● Supplied records:
--- START ---

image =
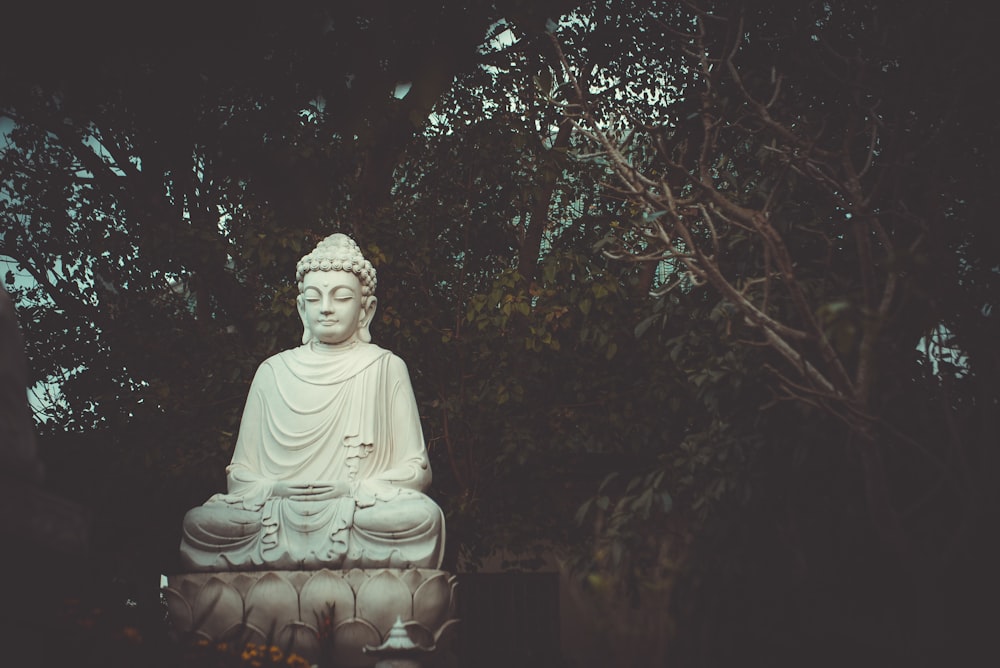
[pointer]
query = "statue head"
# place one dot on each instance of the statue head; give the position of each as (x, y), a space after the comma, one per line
(329, 277)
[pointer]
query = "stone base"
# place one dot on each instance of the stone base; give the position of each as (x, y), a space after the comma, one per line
(325, 616)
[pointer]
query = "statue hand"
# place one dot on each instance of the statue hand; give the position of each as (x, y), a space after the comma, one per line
(315, 491)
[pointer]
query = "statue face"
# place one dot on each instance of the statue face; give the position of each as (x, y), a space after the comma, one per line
(332, 307)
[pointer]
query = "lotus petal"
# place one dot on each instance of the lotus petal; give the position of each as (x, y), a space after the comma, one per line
(383, 598)
(419, 634)
(272, 603)
(326, 589)
(301, 639)
(357, 577)
(217, 609)
(349, 640)
(414, 577)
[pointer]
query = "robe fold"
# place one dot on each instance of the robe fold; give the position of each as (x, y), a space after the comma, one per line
(321, 416)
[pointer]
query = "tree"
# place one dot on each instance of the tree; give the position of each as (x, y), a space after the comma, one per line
(819, 197)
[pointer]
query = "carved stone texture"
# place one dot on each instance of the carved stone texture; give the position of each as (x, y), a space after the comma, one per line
(330, 465)
(324, 616)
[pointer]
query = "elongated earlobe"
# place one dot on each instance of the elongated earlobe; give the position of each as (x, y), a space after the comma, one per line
(300, 305)
(364, 331)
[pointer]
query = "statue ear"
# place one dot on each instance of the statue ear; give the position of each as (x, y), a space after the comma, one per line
(364, 326)
(300, 305)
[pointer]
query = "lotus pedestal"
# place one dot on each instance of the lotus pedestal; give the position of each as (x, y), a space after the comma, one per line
(325, 616)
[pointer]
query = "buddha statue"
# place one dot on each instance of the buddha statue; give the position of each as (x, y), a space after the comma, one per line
(330, 465)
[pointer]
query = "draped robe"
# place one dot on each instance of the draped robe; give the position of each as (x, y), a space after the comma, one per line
(319, 416)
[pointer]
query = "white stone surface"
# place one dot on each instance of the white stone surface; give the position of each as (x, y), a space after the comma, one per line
(330, 464)
(322, 615)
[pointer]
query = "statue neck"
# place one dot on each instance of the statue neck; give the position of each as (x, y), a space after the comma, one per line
(333, 348)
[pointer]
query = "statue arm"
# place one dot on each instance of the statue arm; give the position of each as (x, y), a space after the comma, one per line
(243, 477)
(410, 466)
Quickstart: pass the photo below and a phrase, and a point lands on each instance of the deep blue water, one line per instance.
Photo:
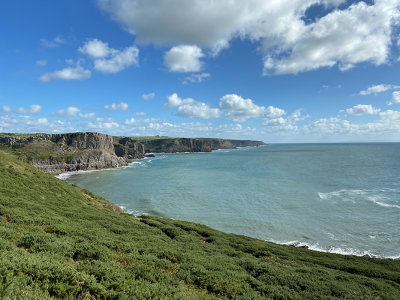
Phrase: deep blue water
(342, 198)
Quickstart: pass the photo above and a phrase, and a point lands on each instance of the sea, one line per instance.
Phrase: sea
(339, 198)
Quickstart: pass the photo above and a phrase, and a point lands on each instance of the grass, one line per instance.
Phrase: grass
(59, 241)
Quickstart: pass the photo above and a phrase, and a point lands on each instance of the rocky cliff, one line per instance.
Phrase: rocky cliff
(174, 145)
(57, 153)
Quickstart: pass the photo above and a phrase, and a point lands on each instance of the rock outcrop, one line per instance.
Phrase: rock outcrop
(57, 153)
(174, 145)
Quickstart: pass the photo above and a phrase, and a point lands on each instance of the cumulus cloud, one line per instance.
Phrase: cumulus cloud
(379, 88)
(103, 124)
(117, 107)
(88, 116)
(96, 49)
(149, 96)
(184, 58)
(362, 109)
(33, 109)
(41, 62)
(286, 124)
(6, 108)
(109, 60)
(130, 121)
(53, 43)
(70, 73)
(344, 36)
(239, 109)
(196, 78)
(395, 98)
(70, 111)
(191, 108)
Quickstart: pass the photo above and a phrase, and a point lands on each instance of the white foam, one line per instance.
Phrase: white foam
(335, 250)
(354, 195)
(66, 175)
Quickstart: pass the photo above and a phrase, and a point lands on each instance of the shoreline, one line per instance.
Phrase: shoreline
(294, 243)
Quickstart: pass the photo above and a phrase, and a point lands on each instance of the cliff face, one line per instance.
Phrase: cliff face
(173, 145)
(57, 153)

--- END ---

● The problem: Exclude every picture and copy the remaining data exactly.

● Exercise solution:
image =
[pointer]
query = "statue head"
# place one dot on each instance of the statue head; give the position of each as (x, y), a space after the comma, one per line
(329, 277)
[pointer]
query = "stone base"
# place one dot on each instance of the stone base; give the position of each as (x, y), a space after the comma, one per line
(325, 616)
[pointer]
query = "statue hand"
# place one dot on each instance of the statue hand; give the position of each as (x, y), a space after the comma, one per line
(315, 491)
[pointer]
query = "statue face"
# place one dot on each instance of the statue face; give the position of each as (x, y), a space after the comma, one per line
(332, 307)
[pointer]
query = "lotus petal"
# place one dot on each instance of the lotus petal; give the position of each as (x, y), a space after the comma, one per line
(383, 598)
(419, 634)
(272, 603)
(326, 589)
(301, 639)
(357, 577)
(217, 609)
(349, 640)
(414, 577)
[pointer]
query = "robe fold"
# place one dot on each instance of the robe fold; give the position of each as (x, y), a space after the comma, one per line
(321, 416)
[pointer]
query = "tree"
# place one dot on each instance of the tree; give the position of each as (x, y), a space after the comma, one per line
(819, 197)
[pointer]
query = "carved stone texture"
# place one dot on each instance of the carved stone texture; give the position of each as (x, y), a space after the comma, one per line
(330, 465)
(324, 616)
[pointer]
query = "elongated earlobe"
# place one dot on each instance of the elongated earlobe; give the position of each as (x, y), a space after the comma, one per line
(300, 305)
(364, 331)
[pointer]
query = "statue ear"
# place one dot on each instance of the statue ear; give the position of each as (x, y), a space after the comma, one per line
(364, 326)
(300, 305)
[pointer]
query = "lotus pedestal"
# place one dot on each instance of the lotus pedestal; give the position of each as (x, y), a space after the comma, one per line
(325, 616)
[pointer]
query = "buddha statue"
# place one dot on each instance of the buddha statue; give the position of each as (x, y), a space after the comma, one per line
(330, 465)
[pointer]
query = "draped robe"
# place one dot on each instance of the draped robe; give the position of each as (x, y), a space after the comma, one per line
(319, 416)
[pointer]
query = "white stone surface"
# place one dot on each instance of the white stone surface; give the position of each as (x, y), a space after the comma, one per line
(330, 464)
(322, 615)
[pointer]
query = "statue neck"
# place one dot on each instance of the statue neck; give the position of each as (x, y), a space after the comma, one per line
(333, 348)
[pointer]
query = "statue arm"
# place one dot on each instance of the statue arm; give the position of each as (x, y), a space after the comma, one per line
(243, 477)
(410, 466)
Quickstart: pass the photo below and a phrase, and a point lands on each instance of the deep blue water, one line per instance.
Photo:
Phrase: deep blue water
(342, 198)
Quickstart: pass the photo above and a phrase, and a point lands on each instance of the sea, one line per instance.
Phrase: sea
(339, 198)
Quickstart: pass the photo above and a phrase, and a point lands on each instance of the grass, one line per instance.
Phrase: grass
(59, 241)
Quickstart: pass the photo above and a phrase, and a point lands on each instance of the rocky cliff, one line per instance.
Phrase: rocky cliff
(174, 145)
(57, 153)
Quickstart: pass the photo above and a phrase, and a point lands on each instance of the rock outcrop, one line per instance.
Phrase: rock outcrop
(57, 153)
(174, 145)
Quickstart: pass the photo above and a phrase, and a point lands on each instance of the cumulus cloud, one line per instance.
Phrase: cumulus cloud
(379, 88)
(103, 124)
(117, 107)
(88, 116)
(96, 49)
(149, 96)
(184, 58)
(362, 109)
(33, 109)
(41, 62)
(286, 124)
(6, 108)
(109, 60)
(130, 121)
(53, 43)
(70, 73)
(344, 36)
(239, 109)
(196, 78)
(395, 98)
(70, 111)
(191, 108)
Quickstart: pass the photo above and a phrase, and a point lands on each instance of the white foam, one line per instance.
Phrase: white foam
(335, 250)
(354, 195)
(66, 175)
Quickstart: pass the photo above and a phrase, and a point lands on each instance of the shoreline, one line per instance.
Phrase: shoreline
(294, 243)
Quickstart: pass the photo above and a phrase, and a point lands on each instance of the cliff face, one line per instance.
Phrase: cliff face
(173, 145)
(57, 153)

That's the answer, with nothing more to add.